----- 本文抜粋 -----

ここでは腸内フローラや腸内環境を改善するのに効果的なプロバイオティクスとプレバイオティクスのうち、プロバイオティクスとは何かということについて述べています。
「プロバイオティクス」とは生きたまま腸にたどりつき、そこで産生する乳酸などの代謝産物が、ヒトのカラダに有益な健康効果をもたらしてくれる微生物のことです。
ヒトにとっての有用な菌として代表的なのは乳酸菌やビフィズス菌ですが、「乳酸菌」とは、腸内で善玉菌として働く乳酸桿菌などの総称のことで、乳酸を生み出して腸を酸性に保つ働きがあります。
一方、ビフィズス菌が生み出すのは乳酸と酢酸です。
もし、腸が酸性に保たれなければ、病気をもたらす細菌やウイルスが死滅せず、体内に侵入しやすくなったり、悪玉菌が増殖しやすくなったりすると言われているため、ヒトの腸内の環境は常にビフィズス菌や乳酸菌の働きによって正常な酸性に保たれなければならないのです。
ところで、外から摂取したビフィズス菌や乳酸菌はやがて体外に排出されますが、生きたまま腸に届くと、3~7日は乳酸や酢酸をせっせと生み出してくれるとされています。
また乳酸菌は、腸管の免疫システムに存在する樹状細胞のTLRと呼ばれるセンサーを働かせることで、免疫活性を促すため、免疫力を高めるのにも役立つとされています。
このTLRと呼ばれるセンサーはアレルギーの発症原因にも関わってくるため、乳酸菌の摂取は花粉症やアトピー性皮膚炎など、アレルギー症状の改善にも効果的なのです。
そのほか、ヒトにとっての有用菌を腸内に送り込むプロバイオティクスの効果は、抗生物質を使用することによって腸内細菌叢(腸内フローラ)のバランスが乱れた際、病後の回復を早めたり、下痢や感染症を予防したりすることが期待されています。

----- 提供データ -----

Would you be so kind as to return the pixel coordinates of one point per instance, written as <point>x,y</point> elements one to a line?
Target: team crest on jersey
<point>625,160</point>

-----
----- 提供データ -----

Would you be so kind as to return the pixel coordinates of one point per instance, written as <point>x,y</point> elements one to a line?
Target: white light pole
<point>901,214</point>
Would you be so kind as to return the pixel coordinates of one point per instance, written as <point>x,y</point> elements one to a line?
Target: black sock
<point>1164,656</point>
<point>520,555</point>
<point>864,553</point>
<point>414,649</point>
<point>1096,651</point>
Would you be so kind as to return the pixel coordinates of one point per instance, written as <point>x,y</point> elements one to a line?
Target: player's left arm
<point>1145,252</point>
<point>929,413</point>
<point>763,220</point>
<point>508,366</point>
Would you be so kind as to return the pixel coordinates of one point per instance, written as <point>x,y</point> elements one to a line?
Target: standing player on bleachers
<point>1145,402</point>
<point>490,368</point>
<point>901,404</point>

-----
----- 提供データ -----

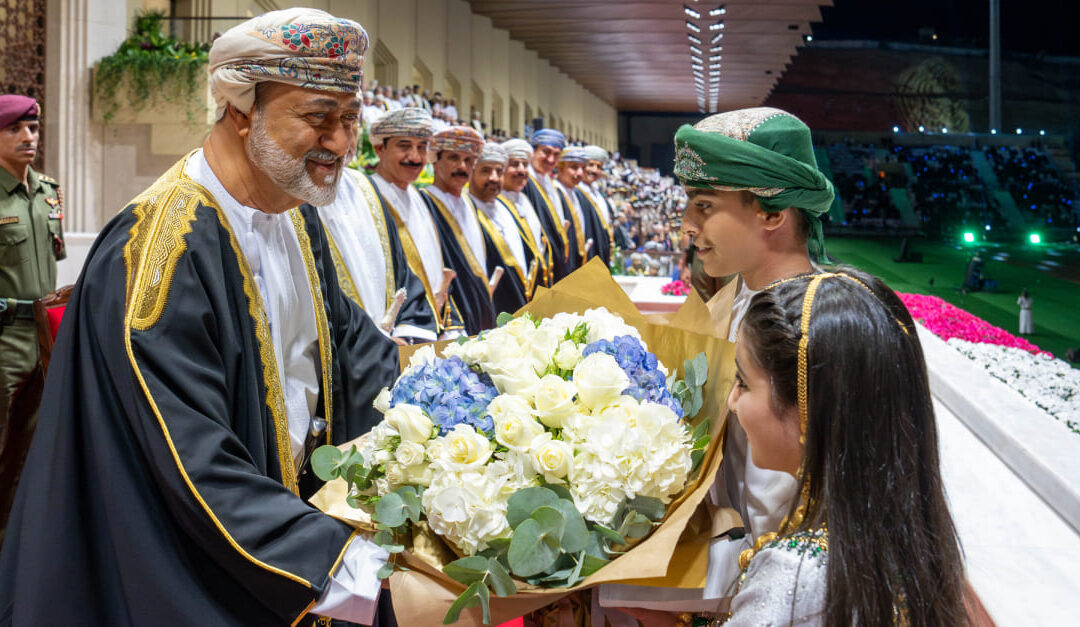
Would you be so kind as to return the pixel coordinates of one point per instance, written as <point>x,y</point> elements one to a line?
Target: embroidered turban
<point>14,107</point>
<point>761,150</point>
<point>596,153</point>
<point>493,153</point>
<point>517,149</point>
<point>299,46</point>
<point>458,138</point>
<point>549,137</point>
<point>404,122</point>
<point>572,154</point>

-----

== やるべきこと ==
**a)** プロバイオティクスの解説文をもとに、次の問いに答えてください。
(i) ビフィズス菌が生み出すものは何ですか。
(ii) 外から摂取したビフィズス菌や乳酸菌は、生きたまま腸に届くと何日ほど乳酸や酢酸を生み出すとされていますか。
(iii) 乳酸菌が働かせるとされるセンサーは何と呼ばれ、どの細胞に存在しますか。
**b)** プロバイオティクスの解説文を、最後の文に続けて書き進めてください。

== 記述式解答 ==
**a)**
(i) 乳酸と酢酸
(ii) 3~7日
(iii) TLRと呼ばれ、腸管の免疫システムに存在する樹状細胞にある

**b)**
プロバイオティクスはその核心において、免疫系の働きを健全なほうに向かわせる何らかの効果を有しているに違いない。二十一世紀の根底に横たわるものを思い出してほしい。私たちの体を苦しめているのは炎症だ。プロバイオティクスに真の価値があるとすれば、それは炎症を鎮めることだろう。
(アランナ・コリン『あなたの体は9割が細菌』 矢野真千子 訳 p270)
この「プロバイオティクス」を利用することによる腸内フローラの改善は、乳酸菌が含まれたヨーグルトやチーズ、納豆や漬け物といった日本伝統の発酵食品などを日頃から食生活に採り入れることで実践することが可能です。
その際、植物性の乳酸菌などが生きたまま腸に届いて働くことが望ましいですが、胃酸によって死菌となった乳酸菌も腸内の善玉菌のエサになるため、菌が生きているか死んでいるかに強くこだわる必要はないともいわれています。
むしろ、ひとつの乳酸菌にこだわらず、様々な種類の乳酸菌を試してみることのほうが大切です。なぜなら腸内細菌の構成は成人になるとほとんど決まってしまっており、新しい菌が定着するのはなかなか難しいため、どの菌が自分の腸内に生息しているか、また、どの菌が新たに定着するかは分からないからです。
それに加え、乳酸菌は「数」に気をつけて、出来るだけ多く摂った方が良いと言われています。
近年、ヨーグルトや乳酸菌飲料だけではなく、1億個以上の乳酸菌が含まれたサプリメントや乳酸菌生成エキスが多く販売されるようになってきていますので、プロバイオティクスに関しては、そのようなサプリメントを利用してみるのも一つの手段だと考えられます。